EGU24-8565, updated on 08 Apr 2024
https://doi.org/10.5194/egusphere-egu24-8565
EGU General Assembly 2024
© Author(s) 2024. This work is distributed under
the Creative Commons Attribution 4.0 License.

Ocean Eddy-rich Climate Simulation with IFS-FESOM

Rohit Ghosh1, Suvarchal K Cheedela1, Nikolay Koldunov1, Amal John1, Jan Streffing1, Vasco Müller1, Sebastian Beyer1, Thomas Rackow1,2, Dmitry Sidorenko1, Sergey Danilov1, and Thomas Jung1
Rohit Ghosh et al.
  • 1Alfred Wegener Institute Helmholtz Centre for Polar and Marine Research, Bremerhaven, Germany (ghosh.met@gmail.com)

Goal of the exercise: From the conference abstract header above, list every author whose given name begins with the letter S.

Data lines:
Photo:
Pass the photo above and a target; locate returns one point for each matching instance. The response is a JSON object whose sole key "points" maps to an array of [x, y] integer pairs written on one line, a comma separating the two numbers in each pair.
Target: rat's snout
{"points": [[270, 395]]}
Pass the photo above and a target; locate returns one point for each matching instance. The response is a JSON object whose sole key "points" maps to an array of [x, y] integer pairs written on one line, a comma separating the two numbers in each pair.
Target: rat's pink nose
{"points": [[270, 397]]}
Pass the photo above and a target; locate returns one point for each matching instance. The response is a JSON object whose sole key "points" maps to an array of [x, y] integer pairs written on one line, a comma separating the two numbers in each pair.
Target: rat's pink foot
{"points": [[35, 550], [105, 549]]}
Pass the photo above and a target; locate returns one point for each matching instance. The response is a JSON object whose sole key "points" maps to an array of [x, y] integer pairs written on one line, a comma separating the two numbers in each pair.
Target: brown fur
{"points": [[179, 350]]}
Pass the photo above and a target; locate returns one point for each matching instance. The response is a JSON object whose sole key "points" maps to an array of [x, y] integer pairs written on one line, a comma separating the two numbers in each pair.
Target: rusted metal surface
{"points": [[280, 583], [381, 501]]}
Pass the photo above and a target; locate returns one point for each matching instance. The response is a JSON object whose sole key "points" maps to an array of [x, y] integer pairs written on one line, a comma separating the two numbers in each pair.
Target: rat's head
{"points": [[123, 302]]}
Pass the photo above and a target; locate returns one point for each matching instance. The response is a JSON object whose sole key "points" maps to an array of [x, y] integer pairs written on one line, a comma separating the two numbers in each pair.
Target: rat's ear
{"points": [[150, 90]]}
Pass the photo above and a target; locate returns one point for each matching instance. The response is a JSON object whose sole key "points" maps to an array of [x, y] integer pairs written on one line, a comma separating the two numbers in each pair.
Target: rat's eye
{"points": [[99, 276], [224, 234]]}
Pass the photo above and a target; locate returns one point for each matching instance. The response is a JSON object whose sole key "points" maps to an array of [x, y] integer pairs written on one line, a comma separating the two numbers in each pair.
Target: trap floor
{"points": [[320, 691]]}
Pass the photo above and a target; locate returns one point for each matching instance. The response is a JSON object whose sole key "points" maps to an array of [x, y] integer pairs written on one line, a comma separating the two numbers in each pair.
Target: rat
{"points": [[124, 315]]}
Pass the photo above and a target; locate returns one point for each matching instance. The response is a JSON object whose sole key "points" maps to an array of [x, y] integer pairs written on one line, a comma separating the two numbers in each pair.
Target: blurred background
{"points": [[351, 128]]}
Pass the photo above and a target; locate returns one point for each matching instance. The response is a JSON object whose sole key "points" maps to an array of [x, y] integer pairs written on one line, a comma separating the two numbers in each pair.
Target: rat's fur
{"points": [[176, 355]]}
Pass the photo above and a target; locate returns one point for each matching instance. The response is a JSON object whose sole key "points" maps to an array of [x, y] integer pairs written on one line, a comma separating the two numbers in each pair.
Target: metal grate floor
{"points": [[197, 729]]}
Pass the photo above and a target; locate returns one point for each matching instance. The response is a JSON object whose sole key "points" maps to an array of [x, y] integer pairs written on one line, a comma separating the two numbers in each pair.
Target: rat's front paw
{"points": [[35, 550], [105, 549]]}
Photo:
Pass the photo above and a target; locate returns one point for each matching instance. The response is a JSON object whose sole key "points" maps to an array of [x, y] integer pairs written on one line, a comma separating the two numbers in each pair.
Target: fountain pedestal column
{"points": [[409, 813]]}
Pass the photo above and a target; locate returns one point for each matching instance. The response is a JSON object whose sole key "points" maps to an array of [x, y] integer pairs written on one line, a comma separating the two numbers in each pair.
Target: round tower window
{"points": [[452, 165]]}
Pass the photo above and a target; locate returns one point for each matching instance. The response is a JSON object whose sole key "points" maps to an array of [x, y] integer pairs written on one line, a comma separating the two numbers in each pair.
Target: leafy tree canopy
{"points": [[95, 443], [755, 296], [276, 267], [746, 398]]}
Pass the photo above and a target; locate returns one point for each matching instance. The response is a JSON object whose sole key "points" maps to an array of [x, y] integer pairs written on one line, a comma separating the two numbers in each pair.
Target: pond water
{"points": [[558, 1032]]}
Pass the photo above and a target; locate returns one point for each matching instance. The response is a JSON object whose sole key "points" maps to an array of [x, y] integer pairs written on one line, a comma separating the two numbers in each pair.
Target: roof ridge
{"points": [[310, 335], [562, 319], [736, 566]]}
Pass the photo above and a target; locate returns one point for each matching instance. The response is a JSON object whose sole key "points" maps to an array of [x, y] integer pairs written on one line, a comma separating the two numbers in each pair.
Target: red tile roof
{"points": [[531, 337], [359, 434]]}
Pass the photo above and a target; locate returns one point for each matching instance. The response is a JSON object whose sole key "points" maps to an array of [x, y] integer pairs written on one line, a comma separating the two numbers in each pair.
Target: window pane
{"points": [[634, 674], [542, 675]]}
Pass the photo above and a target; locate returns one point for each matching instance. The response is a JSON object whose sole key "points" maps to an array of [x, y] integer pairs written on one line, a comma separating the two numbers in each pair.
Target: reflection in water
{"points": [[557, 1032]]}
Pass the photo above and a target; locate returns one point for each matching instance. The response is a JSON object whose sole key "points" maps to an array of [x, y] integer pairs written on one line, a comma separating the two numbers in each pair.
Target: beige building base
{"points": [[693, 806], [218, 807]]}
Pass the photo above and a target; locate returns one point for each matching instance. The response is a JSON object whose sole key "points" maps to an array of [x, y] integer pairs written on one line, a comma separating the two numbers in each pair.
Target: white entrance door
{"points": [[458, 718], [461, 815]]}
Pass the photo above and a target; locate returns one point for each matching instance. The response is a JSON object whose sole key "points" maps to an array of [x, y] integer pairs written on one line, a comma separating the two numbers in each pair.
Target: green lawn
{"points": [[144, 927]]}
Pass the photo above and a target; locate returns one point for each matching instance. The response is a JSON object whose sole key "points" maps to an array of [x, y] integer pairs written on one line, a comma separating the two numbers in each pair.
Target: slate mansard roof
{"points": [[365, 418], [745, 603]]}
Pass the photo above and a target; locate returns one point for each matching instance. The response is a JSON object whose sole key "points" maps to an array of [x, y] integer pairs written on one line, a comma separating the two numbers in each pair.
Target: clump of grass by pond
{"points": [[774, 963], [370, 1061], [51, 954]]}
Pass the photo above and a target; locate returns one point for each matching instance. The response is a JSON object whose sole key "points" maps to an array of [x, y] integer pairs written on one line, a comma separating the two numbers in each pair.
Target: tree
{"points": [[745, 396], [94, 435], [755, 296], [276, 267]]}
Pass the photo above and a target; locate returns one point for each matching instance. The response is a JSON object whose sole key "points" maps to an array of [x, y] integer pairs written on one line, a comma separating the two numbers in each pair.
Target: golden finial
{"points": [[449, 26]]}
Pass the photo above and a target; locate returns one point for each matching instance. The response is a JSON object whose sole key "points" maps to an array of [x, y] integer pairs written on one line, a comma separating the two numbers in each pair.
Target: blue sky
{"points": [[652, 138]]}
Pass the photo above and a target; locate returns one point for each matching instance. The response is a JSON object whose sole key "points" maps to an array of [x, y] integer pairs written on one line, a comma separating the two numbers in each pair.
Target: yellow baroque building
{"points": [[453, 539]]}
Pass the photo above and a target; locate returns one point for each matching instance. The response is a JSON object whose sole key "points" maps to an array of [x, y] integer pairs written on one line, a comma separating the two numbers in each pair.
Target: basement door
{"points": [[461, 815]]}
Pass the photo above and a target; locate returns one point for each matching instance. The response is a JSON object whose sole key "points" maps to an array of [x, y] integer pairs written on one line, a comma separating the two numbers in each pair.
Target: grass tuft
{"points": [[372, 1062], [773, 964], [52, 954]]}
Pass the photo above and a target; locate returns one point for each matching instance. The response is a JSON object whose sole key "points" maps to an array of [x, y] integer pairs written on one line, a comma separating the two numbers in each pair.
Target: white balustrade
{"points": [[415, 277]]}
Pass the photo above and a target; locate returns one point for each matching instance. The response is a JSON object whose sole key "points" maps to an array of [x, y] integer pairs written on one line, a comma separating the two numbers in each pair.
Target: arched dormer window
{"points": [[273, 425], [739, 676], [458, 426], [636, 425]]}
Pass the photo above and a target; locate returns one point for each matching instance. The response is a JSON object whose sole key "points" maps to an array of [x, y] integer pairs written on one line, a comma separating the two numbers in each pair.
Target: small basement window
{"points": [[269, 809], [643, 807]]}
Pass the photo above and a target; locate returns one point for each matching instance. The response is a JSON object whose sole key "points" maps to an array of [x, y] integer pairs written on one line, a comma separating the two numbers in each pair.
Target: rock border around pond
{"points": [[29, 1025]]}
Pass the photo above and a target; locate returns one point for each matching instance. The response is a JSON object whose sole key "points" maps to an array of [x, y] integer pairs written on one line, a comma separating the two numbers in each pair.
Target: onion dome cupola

Complete answer: Suvarchal K Cheedela, Sebastian Beyer, Sergey Danilov